(Location identification items)
........

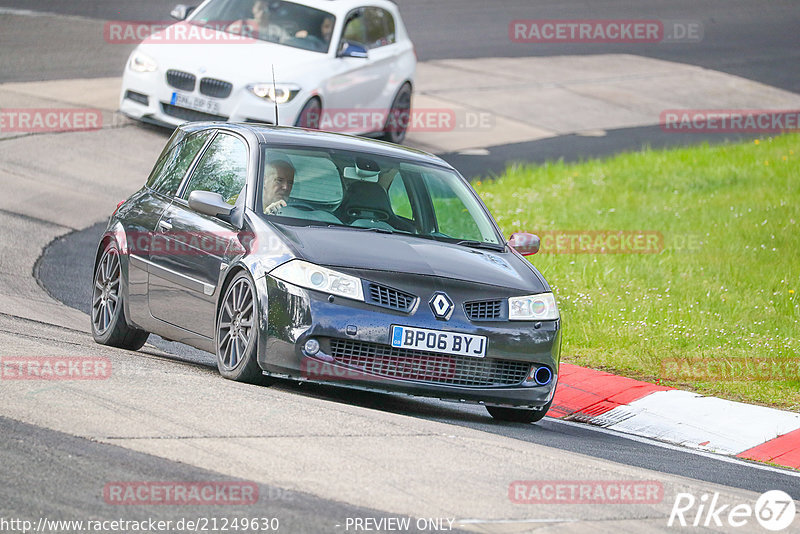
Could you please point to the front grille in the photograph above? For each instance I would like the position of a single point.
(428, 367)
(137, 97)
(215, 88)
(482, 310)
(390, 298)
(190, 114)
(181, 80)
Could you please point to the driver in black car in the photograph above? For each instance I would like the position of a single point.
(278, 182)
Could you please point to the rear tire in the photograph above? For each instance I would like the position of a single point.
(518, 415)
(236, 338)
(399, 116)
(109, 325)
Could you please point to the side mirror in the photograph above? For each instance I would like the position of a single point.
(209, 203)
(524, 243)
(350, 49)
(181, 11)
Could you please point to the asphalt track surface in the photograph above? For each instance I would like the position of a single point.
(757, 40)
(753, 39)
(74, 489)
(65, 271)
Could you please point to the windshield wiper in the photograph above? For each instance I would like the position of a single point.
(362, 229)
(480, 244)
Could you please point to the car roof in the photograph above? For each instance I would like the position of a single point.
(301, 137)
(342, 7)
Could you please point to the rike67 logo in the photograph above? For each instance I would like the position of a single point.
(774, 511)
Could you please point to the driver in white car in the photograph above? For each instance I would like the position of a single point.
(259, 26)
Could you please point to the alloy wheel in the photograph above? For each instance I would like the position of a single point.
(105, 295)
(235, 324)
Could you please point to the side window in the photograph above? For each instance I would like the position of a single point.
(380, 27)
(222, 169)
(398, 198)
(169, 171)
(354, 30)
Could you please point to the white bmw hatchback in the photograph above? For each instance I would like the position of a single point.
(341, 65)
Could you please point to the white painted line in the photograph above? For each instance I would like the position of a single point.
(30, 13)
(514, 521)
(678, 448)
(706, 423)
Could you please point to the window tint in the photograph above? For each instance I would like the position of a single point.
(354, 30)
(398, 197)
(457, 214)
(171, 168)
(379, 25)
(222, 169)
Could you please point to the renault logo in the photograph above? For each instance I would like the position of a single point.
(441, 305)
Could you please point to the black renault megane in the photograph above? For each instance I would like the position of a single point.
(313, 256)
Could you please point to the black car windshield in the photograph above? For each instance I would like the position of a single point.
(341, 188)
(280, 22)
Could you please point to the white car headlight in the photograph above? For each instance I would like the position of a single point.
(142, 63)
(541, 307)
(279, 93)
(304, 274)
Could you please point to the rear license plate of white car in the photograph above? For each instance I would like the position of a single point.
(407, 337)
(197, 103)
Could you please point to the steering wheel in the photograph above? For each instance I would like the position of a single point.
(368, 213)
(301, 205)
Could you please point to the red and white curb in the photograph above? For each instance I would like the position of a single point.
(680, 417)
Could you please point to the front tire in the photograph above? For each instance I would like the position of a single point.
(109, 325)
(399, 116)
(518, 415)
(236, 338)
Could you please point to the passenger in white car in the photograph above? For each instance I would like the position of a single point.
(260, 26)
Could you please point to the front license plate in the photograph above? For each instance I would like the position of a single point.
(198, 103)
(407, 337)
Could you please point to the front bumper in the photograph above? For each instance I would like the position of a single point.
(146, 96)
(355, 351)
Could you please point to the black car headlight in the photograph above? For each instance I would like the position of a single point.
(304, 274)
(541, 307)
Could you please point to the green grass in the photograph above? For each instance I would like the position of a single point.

........

| WORK TO DO |
Copy out, unchanged, the lines of the rows above, from the line that contains "Could you please point to the red" through the last line of the rows, inclusive.

| ANSWER BELOW |
Could you please point to the red and white curb in the photograph above? For each instance I would like the position of a single point.
(680, 417)
Could you please point to the front tire in the photograph above? For each instance I would like the position of a single point.
(109, 325)
(399, 116)
(518, 415)
(236, 338)
Could you please point to the passenger in white car in the photograph above? For each instance I would like the position of a single point.
(260, 26)
Could you please point to the front license plate in the photograph above? For each instance I would like the position of a single point.
(198, 103)
(407, 337)
Could you please point to the front bumper in the photograph above? For each instance I would like the position of a single point.
(146, 96)
(355, 351)
Could you please point to the black car headlight in the photograph above? For each instance I would like the position of a single point.
(304, 274)
(541, 307)
Could you please point to the green grass in the photograph above? For each instance I would like the position of a single point.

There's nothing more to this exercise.